▶ **PROBLEM REQUIREMENTS**:
Filter the records, keeping every line that has the string "with".

-- Opening Marker --

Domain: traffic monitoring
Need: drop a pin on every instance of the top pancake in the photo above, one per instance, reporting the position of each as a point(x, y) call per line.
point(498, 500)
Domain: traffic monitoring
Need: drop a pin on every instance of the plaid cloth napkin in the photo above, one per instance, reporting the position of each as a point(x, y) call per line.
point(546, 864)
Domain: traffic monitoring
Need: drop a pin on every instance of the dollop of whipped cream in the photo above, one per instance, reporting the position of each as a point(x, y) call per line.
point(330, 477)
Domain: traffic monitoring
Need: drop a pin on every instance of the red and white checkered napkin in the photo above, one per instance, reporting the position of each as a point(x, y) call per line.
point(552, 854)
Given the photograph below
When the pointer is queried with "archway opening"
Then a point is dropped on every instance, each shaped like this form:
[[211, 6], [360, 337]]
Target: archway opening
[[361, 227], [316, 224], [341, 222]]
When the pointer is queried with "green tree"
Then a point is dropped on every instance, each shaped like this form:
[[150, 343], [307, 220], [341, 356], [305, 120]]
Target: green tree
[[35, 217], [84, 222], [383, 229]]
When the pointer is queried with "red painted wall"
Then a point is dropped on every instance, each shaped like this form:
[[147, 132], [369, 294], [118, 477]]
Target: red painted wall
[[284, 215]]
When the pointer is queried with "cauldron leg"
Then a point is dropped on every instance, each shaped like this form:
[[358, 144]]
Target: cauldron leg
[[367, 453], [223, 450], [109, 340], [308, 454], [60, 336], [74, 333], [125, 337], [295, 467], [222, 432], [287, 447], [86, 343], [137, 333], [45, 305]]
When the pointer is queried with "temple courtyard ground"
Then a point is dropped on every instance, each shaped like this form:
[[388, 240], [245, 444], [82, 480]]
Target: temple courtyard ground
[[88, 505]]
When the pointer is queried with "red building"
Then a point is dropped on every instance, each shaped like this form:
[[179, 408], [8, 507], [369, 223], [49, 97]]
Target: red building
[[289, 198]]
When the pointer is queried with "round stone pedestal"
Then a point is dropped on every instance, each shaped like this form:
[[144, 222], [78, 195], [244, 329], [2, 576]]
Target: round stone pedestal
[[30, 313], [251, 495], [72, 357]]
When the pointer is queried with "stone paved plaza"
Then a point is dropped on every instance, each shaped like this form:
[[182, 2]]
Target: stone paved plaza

-- Closing Marker --

▶ **TASK RESPONSE**:
When the pointer is queried with "archway opening"
When the pointer is queried with "green tree"
When the pointer is queried with "red painted wall"
When the pointer is queried with "cauldron leg"
When the pointer is queried with "temple courtyard ground"
When the pointer is queried with "red building"
When the pointer is queried with "round stone pedestal"
When the pointer is queried with "stone paved plaza"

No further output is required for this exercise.